Page excerpt
┄┄┄┄┄┄

TransCanada let $430 million (Canadian) in pipeline maintenance, looping, and compressor-station construction contracts for 1999 work.

And it wanted to build a $161.8 million (Canadian), 61-mile, 36-in. line across Lake Erie to move gas to U.S. Northeast and Mid-Atlantic markets. The company would connect at St. Clair, Ont., with the planned 442-mile Millennium Pipeline in the U.S.

Initial capacity of the new line would be 700 MMcfd. Both Lake Erie Crossing and Millenium were expected to be in service by Nov. 1, 2000.

The $650 million project was to begin at the Canadian border on Lake Erie and extend across southern New York state to Westchester County, making more than 30 connections to utility customers, pipelines, and gas-storage facilities.

From the east

On the eastern side of the continent, Maritimes & Northeast Pipeline Ltd. Partnership began to lay a 350-mile pipeline from Goldboro, N.S., to St. Stephen, N.B., to move Sable Island gas to Atlantic Canada and the U.S. Northeast. First gas was scheduled to flow by fourth quarter 1999.

Maritimes & Northeast also planned laterals to Halifax, N.S., and St. John, N.B.

The Halifax lateral was to be 75 miles of 12-in. line from a main line near Stellarton, N.S., to a power-generating station at Tufts Cove. Estimated cost of the lateral was $74 million, and volume would be 60 MMcfd.

The St. John lateral was to be 63 miles of 16-in line from Maritimes & Northeast`s main line to St. John at a cost of $91 million to move nearly 131 MMcfd.

Both laterals were due in service Nov. 1, 1999.

In other Canadian activity, Enbridge Inc., Calgary, (formerly Interprovincial Pipe Line Ltd.) planned to begin natural-gas shipments to the Chicago area by October 2000 on the $471-million (U.S.) Vector Pipeline system.

┄┄┄┄┄┄

Given data

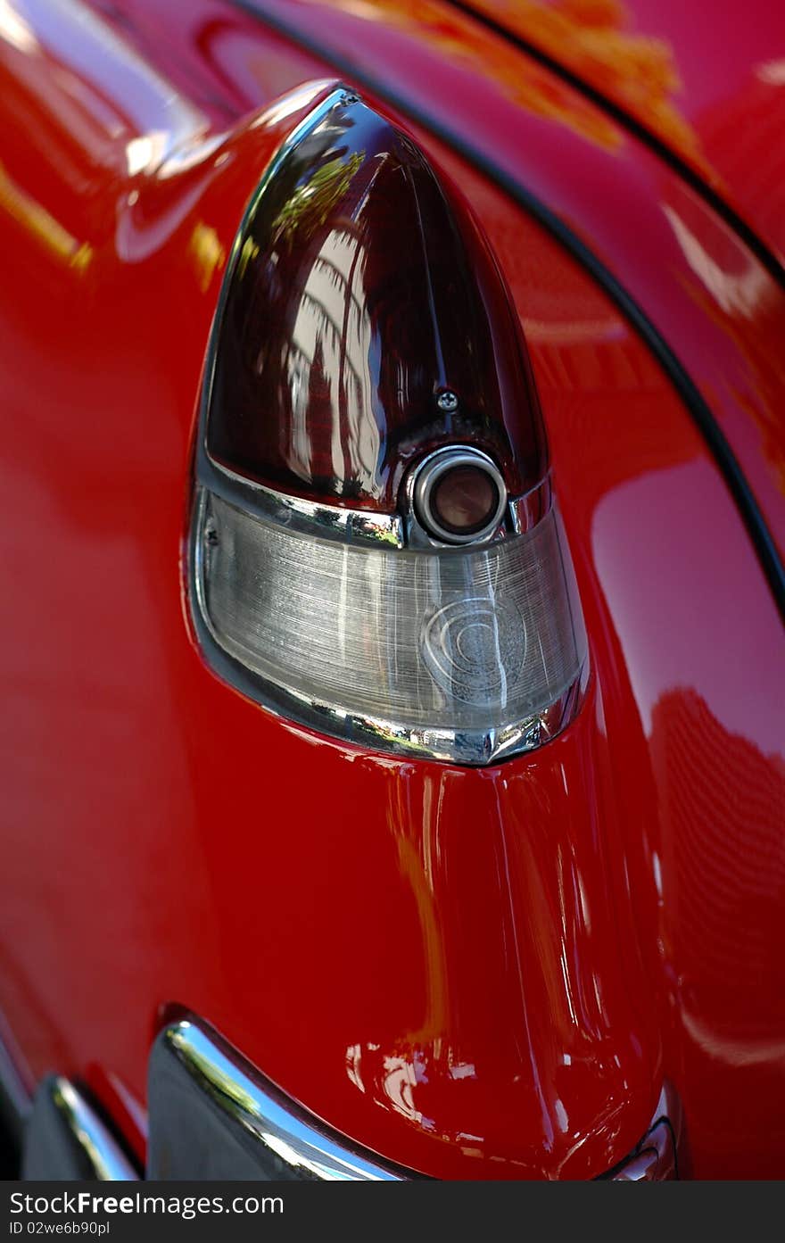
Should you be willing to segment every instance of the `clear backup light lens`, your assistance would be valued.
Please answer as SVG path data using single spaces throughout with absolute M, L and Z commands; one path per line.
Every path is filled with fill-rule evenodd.
M 574 711 L 586 640 L 553 508 L 484 547 L 407 551 L 304 534 L 202 488 L 193 573 L 212 663 L 323 732 L 477 764 Z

┄┄┄┄┄┄

The problem
Reproduce word for word the portion of the pipeline report starting at "Both laterals were" and ending at "Vector Pipeline system.".

Correct result
Both laterals were due in service Nov. 1, 1999.

In other Canadian activity, Enbridge Inc., Calgary, (formerly Interprovincial Pipe Line Ltd.) planned to begin natural-gas shipments to the Chicago area by October 2000 on the $471-million (U.S.) Vector Pipeline system.